● **ПРЕДЛОЖЕННЫЙ ОТРЫВОК**
"""

Дня через два или три по приезде губернатора пришел к нам Кумаджеро сказать по повелению первого по губернаторе начальника гинмиягу Сампея, чтобы учили русскому языку приехавших недавно из столицы ученого и голландского переводчика и сказывали им все то, о чем нас станут спрашивать. «Странно мне кажется, — сказал я Кумаджеро, — что губернатор по приезде своем сюда нас не видал и не объявил нам еще, какое решение в рассуждении нас сделало японское правительство, а хочет, чтоб мы учили присланных из столицы людей». Потом я спросил через стену господина Мура, как он думает о сем предложении. Он мне отвечал, что, пока губернатор не объявит решения об нашем деле, дотоле не будет он ни под каким видом учить японцев, а коль скоро такое объявление последует, тогда он рад будет день и ночь учить их. Я советовал ему до прибытия наших судов по нескольку часов каждый день с ними заниматься и заметил, что тогда мы будем в состоянии узнать подлинное намерение японцев в рассуждении нас и взять другие меры; но господин Мур отнюдь на мое мнение согласиться не хотел. Тогда я не постигал причины такой его твердости, полагая, что он все старое позабыл и сделался опять с нами единодушным, но после открылось другое.

Таким образом, Кумаджеро оставил нас, не получая никакого решительного ответа; а через несколько дней после сего повели меня и господина Мура в замок, где первые два по губернаторе начальника, в присутствии других чиновников, нам объявили, что им повелено писать к начальникам русских кораблей, если они придут к японским берегам, и требовать объяснения касательно поступков Хво-стова от начальства какой-нибудь нашей губернии или области; почему, сказали они, намерение их есть послать во все главные порты* ( * В Кунашир, на Итуруп, на Сахалин, в Аткис и Хакодаде.)северных владений письма, заключающие показанное требование, с русским переводом; перевод должны сделать мы вместе с Теске и Кумаджеро; а теперь они хотят нам показать и изъяснить письмо их, на японском языке писанное, и узнать наши мысли, прилично ли будет с их стороны послать оное в Россию. Тогда переводчики растолковали нам содержание сего письма. Я нашел, что оно было написано весьма основательно, и благодарил их за такое доброе намерение, которое может избавить как Россию, так и Японию от бесполезного кровопролития, и уверял, что правительство наше, конечно, доставит им удовлетворительный ответ. После сего они объявили, что если суда наши придут к самому городу Матсмаю или Хакодаде, то намерены они с помянутым письмом отправить одного или двух из наших матросов. При сем случае я заметил, что такое намерение весьма похвально, ибо матросы, явясь на наши корабли, тотчас могут уверить соотечественников наших, что мы живы; а для той же причины просил их позволить нам написать записочки, что мы все живы, и приложить оные к письмам, кои они думают разослать по портам. Японцы тотчас на предложение мое согласились, но сказали, что записки наши должны быть как можно короче и что их прежде нужно послать на утверждение в столицу, и потому советовали нам поскорее их написать, что я и сделал немедленно по возвращении домой.

"""

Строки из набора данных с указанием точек
"""

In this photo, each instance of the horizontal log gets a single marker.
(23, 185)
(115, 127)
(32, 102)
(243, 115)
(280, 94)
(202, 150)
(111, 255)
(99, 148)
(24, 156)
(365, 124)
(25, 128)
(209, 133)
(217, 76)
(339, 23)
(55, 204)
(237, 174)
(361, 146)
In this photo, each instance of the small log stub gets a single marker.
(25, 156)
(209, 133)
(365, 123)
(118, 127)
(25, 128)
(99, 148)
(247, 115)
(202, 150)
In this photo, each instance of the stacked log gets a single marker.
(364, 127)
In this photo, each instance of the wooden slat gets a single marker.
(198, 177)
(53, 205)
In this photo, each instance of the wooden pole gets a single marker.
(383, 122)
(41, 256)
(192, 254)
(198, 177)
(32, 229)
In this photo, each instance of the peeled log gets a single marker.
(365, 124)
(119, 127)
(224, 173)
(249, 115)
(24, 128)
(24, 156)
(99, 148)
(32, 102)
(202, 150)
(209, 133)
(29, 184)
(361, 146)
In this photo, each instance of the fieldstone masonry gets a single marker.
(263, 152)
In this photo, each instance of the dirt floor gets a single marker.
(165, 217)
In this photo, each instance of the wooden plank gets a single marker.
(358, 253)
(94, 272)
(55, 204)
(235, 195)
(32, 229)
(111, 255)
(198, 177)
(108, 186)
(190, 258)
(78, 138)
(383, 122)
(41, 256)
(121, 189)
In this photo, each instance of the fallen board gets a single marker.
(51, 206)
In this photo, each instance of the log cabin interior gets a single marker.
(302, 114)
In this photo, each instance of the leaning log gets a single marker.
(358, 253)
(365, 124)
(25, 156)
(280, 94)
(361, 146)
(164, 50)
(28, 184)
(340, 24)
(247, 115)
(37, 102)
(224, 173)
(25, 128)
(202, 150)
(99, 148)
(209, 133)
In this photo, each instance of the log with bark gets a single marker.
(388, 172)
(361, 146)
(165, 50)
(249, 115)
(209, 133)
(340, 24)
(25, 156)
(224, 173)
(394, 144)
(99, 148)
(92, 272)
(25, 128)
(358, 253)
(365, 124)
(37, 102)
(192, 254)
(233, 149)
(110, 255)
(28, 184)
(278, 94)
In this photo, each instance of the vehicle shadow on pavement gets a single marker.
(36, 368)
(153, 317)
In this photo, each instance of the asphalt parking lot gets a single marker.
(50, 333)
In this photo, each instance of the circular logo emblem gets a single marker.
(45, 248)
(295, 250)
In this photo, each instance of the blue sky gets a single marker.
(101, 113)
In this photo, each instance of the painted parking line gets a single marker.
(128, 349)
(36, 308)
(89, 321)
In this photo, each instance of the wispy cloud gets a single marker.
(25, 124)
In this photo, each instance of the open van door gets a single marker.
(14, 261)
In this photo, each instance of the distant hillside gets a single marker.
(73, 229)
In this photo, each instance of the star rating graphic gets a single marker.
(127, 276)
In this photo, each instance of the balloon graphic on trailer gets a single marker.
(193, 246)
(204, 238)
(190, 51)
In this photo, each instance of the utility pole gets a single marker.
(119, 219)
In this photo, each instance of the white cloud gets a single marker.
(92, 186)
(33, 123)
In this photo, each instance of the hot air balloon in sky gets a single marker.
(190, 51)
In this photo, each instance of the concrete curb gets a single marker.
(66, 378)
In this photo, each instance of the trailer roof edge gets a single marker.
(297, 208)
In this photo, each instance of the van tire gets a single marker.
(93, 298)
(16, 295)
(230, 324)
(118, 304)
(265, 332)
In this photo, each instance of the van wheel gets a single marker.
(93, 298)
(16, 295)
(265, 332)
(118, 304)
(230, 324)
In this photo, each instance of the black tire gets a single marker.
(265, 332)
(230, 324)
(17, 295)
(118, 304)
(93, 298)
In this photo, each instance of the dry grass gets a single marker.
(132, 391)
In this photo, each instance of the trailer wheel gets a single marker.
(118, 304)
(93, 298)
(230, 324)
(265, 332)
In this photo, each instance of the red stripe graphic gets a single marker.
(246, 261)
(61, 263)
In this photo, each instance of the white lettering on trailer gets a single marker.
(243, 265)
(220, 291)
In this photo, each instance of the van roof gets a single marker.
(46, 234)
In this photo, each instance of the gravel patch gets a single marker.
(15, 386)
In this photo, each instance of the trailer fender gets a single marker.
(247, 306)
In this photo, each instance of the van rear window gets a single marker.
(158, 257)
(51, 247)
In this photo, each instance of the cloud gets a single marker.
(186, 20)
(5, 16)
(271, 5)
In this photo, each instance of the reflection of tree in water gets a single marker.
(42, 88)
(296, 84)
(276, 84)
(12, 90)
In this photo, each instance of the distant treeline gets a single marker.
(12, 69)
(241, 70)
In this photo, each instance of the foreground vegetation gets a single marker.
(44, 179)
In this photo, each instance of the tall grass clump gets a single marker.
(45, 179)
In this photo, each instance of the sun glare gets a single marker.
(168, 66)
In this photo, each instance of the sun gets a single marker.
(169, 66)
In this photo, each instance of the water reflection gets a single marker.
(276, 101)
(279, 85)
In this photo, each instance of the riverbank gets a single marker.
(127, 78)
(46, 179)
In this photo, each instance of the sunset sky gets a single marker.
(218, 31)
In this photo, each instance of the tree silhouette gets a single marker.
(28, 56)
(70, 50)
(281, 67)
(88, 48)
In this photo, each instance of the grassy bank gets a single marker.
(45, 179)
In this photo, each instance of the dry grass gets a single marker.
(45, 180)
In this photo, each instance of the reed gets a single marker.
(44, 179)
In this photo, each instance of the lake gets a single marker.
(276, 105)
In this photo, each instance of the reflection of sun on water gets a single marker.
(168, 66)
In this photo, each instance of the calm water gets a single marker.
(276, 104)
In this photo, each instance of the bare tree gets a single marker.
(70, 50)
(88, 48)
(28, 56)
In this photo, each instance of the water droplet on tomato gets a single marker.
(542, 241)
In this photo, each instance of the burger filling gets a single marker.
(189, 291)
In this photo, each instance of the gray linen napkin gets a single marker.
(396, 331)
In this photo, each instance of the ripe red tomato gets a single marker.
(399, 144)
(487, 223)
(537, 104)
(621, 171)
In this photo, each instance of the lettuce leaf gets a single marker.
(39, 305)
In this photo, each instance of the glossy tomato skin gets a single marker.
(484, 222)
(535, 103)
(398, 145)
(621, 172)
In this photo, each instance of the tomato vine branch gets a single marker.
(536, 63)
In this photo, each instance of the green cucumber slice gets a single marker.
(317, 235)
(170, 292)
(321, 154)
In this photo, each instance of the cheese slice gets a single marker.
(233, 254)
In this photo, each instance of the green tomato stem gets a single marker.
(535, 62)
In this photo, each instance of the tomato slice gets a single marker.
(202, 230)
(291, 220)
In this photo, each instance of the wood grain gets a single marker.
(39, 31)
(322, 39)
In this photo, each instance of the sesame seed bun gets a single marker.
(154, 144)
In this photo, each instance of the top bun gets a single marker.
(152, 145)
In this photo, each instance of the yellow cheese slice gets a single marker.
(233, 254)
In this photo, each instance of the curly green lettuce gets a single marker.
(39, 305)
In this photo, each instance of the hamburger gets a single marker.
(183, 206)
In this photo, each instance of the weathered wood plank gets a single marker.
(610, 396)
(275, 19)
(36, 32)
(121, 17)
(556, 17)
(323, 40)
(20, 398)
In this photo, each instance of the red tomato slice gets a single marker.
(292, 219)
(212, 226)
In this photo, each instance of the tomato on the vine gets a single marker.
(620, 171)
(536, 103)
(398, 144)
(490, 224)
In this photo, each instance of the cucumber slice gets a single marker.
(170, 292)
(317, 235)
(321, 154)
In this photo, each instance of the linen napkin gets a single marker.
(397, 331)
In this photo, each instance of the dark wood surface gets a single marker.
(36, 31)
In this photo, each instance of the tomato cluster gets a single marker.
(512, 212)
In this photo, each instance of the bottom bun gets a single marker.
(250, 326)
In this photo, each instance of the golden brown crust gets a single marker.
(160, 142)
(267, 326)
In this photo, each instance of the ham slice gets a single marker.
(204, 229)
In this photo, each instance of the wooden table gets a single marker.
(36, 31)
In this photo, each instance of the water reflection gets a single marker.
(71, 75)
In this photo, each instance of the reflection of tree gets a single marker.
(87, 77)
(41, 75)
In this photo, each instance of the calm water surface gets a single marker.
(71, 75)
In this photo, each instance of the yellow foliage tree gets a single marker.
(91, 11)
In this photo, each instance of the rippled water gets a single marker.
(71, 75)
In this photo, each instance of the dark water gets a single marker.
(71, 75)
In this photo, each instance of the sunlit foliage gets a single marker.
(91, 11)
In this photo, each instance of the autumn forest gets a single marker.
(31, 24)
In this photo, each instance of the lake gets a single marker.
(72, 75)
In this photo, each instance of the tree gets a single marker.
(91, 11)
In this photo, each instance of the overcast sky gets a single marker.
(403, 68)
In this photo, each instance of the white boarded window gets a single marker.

"""

● **ЧТО НУЖНО СДЕЛАТЬ**
[a] Ответьте на вопросы по отрывку.
(i) Кого по повелению Сампея предлагалось учить русскому языку?
(ii) При каком условии господин Мур соглашался учить японцев?
(iii) Какие два условия японцы поставили для записок о том, что все живы?
[b] Выпишите из записей все строки, в которых встречается слово "wheel".

● **ОТВЕТЫ**
[a]
(i) Недавно приехавших из столицы ученого и голландского переводчика.
(ii) Когда губернатор объявит решение об их деле.
(iii) Записки должны быть как можно короче, и прежде их нужно послать на утверждение в столицу.

[b]
In this photo, each instance of the van wheel gets a single marker.
In this photo, each instance of the trailer wheel gets a single marker.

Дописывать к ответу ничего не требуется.